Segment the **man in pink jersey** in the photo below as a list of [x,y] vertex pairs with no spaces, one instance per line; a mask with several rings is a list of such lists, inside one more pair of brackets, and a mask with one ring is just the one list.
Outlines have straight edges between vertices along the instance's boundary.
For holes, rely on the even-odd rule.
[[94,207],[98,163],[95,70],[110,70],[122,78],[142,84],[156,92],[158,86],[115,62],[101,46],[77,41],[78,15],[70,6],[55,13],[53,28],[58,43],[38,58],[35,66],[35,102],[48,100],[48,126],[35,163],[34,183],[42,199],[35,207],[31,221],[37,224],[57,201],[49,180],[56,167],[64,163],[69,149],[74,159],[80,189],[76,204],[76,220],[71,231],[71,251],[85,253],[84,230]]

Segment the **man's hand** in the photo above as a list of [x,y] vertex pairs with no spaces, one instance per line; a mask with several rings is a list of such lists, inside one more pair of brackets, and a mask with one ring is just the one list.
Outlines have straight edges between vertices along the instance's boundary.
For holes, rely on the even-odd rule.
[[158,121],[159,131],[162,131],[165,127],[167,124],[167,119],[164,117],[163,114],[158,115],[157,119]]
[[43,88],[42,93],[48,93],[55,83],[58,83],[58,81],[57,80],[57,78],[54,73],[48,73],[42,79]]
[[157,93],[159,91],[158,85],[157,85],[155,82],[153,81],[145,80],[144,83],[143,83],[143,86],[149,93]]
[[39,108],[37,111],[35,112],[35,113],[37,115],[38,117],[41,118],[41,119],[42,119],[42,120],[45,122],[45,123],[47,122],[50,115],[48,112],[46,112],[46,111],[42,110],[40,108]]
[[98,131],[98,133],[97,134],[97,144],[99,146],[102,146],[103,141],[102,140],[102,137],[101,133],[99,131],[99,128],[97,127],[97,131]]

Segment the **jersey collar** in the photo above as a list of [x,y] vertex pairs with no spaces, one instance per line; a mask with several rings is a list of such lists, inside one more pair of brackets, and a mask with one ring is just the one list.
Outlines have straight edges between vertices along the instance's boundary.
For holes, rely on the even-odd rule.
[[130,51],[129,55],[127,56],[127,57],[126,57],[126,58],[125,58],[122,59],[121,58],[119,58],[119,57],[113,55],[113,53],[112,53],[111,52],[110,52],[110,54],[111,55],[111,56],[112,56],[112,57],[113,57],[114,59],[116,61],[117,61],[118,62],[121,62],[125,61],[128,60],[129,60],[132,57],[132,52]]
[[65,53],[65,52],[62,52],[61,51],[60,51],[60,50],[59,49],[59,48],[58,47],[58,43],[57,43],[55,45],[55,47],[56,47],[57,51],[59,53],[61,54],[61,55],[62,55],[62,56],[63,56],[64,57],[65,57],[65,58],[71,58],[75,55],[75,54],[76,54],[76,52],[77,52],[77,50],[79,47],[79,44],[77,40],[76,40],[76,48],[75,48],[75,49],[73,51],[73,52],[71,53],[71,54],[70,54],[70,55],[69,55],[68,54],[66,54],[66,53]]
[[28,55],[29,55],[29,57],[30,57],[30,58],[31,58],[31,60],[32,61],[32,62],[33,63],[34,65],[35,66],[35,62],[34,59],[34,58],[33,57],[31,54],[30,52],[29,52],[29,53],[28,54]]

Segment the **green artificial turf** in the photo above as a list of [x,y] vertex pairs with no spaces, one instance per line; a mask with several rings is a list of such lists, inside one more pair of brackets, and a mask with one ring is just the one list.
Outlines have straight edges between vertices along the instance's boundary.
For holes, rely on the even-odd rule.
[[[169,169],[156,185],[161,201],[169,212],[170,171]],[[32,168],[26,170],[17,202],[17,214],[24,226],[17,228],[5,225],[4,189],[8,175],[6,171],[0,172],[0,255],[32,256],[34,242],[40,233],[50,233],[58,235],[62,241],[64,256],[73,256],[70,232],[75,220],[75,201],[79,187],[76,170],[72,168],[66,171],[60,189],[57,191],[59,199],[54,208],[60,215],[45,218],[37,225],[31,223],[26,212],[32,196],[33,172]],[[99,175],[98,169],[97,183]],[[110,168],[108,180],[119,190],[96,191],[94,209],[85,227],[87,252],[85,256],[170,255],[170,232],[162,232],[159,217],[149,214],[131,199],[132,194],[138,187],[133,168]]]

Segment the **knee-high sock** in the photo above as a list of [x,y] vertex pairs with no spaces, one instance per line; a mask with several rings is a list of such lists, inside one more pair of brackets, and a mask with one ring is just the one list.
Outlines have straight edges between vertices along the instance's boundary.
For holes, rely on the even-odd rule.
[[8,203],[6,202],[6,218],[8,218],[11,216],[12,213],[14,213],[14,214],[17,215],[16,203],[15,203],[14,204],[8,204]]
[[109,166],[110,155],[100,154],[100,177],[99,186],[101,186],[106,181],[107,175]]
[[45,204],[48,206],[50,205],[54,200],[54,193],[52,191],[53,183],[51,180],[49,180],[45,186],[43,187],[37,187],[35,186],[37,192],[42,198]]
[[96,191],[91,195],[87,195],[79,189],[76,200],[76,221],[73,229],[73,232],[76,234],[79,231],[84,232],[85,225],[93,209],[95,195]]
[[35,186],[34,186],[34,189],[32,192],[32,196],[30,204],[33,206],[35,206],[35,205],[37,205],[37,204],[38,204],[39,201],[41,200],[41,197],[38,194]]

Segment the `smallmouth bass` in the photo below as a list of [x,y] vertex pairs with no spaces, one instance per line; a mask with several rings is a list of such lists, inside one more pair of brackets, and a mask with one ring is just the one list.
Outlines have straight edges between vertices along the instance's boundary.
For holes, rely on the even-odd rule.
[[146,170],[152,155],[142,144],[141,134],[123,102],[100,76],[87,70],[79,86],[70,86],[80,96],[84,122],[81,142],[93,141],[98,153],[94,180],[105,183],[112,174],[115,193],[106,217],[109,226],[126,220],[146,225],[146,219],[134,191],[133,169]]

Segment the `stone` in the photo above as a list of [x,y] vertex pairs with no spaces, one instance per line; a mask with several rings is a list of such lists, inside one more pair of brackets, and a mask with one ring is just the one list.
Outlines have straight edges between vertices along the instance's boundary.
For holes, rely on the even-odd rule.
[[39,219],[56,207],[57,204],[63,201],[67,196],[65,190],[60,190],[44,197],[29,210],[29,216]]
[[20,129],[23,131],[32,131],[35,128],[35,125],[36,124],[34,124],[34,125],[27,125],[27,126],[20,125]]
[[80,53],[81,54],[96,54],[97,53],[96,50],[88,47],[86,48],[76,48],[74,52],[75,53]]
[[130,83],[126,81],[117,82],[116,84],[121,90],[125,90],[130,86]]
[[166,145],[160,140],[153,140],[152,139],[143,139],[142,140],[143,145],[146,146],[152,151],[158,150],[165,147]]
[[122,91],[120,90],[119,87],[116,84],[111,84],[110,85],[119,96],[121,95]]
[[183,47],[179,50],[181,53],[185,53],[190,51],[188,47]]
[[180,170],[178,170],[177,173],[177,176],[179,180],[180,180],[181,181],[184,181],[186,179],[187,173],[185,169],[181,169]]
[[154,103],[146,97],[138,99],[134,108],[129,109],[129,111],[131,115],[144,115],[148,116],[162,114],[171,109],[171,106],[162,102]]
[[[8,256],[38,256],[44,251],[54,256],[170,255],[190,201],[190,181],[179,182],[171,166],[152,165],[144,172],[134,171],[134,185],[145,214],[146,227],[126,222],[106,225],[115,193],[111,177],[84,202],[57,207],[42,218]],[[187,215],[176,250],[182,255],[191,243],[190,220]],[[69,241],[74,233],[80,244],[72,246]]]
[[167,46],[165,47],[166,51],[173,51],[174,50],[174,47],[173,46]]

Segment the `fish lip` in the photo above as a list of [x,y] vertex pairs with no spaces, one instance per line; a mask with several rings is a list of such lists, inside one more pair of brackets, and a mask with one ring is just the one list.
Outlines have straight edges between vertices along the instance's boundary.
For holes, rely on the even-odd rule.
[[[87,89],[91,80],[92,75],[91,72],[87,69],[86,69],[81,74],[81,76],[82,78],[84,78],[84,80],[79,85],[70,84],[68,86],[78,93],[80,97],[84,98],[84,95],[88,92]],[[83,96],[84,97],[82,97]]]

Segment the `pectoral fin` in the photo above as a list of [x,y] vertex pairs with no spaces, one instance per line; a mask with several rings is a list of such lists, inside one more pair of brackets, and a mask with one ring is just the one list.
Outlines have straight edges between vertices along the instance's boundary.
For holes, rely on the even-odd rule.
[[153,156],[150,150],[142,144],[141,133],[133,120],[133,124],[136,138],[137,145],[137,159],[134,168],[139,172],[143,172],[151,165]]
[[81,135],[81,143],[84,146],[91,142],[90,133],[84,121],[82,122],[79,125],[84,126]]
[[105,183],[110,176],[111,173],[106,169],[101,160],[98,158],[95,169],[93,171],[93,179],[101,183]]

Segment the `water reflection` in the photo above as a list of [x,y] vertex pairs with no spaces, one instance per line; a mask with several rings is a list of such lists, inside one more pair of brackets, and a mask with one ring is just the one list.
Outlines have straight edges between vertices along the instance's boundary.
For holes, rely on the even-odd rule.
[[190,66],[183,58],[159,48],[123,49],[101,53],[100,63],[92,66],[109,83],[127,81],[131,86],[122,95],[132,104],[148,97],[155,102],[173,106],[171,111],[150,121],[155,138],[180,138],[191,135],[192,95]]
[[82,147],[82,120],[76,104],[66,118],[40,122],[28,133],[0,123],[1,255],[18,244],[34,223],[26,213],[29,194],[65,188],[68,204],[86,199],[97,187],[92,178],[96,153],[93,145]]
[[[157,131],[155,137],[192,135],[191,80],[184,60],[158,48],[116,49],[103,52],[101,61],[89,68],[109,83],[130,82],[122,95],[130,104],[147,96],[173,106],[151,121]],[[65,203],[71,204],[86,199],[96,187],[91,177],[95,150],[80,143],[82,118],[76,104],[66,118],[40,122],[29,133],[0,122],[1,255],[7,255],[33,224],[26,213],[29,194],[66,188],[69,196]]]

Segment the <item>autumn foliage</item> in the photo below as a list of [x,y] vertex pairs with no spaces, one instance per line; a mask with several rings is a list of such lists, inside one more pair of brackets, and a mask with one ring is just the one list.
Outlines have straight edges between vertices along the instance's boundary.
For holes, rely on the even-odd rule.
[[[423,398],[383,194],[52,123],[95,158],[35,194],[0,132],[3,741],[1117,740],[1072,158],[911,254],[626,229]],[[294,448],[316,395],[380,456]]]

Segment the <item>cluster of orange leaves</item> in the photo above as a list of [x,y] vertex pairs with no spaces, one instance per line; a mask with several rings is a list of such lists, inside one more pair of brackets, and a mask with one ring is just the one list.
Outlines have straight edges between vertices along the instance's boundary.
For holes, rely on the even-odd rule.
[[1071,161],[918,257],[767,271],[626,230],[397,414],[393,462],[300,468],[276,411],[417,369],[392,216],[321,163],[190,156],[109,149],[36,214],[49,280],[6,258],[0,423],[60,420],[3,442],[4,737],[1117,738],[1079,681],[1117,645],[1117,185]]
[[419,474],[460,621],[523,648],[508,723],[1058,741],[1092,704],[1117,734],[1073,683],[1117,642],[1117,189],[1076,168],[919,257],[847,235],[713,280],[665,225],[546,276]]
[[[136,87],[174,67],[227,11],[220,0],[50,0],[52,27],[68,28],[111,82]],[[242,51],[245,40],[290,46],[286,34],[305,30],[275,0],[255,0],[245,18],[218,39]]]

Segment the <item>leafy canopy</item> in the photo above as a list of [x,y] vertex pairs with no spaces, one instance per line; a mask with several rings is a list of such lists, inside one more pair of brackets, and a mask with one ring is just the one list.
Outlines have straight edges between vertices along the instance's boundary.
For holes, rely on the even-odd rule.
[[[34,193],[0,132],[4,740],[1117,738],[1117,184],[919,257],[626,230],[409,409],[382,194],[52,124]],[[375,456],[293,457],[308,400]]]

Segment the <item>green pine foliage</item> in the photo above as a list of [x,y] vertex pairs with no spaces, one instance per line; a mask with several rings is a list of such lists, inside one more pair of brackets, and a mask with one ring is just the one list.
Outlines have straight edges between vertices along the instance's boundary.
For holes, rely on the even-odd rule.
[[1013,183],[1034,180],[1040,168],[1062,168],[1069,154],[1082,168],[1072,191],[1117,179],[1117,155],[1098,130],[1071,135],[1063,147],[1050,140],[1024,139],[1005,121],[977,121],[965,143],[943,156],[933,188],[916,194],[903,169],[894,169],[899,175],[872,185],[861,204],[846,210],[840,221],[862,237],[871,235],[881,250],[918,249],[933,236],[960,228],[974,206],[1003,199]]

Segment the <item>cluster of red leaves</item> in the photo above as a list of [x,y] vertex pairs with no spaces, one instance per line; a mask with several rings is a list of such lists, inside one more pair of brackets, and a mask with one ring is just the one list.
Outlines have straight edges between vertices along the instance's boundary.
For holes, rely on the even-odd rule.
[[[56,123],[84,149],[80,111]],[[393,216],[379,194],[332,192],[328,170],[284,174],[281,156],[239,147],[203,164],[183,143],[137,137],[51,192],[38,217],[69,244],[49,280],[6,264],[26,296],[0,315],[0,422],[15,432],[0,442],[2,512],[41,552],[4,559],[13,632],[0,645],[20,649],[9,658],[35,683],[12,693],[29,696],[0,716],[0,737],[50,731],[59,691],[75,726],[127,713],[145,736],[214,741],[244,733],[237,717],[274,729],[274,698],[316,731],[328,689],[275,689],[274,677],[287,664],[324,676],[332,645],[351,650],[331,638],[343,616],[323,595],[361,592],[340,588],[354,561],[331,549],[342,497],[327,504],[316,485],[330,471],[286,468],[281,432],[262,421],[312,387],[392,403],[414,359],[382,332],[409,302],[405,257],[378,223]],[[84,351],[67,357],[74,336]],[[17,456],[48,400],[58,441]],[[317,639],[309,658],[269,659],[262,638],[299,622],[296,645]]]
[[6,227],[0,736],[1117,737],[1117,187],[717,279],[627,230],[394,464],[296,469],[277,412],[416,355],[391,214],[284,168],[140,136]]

*-*-*

### Aim of the exercise
From the listing above, collect every line that contains the string "green".

### Result of the task
Segment the **green artificial turf** in the photo above as a list of [x,y] vertex pairs with no spaces, one instance per line; a mask with several rings is a list of such lists, inside one more pair of brackets, and a mask with one ring is just the one list.
Segment the <item>green pine foliage</item> in the photo above as a list of [x,y] vertex pairs with no spaces, one instance per line; a mask with several rings is a list of such lists, inside one more pair of brackets, and a mask with one ring is just the one list.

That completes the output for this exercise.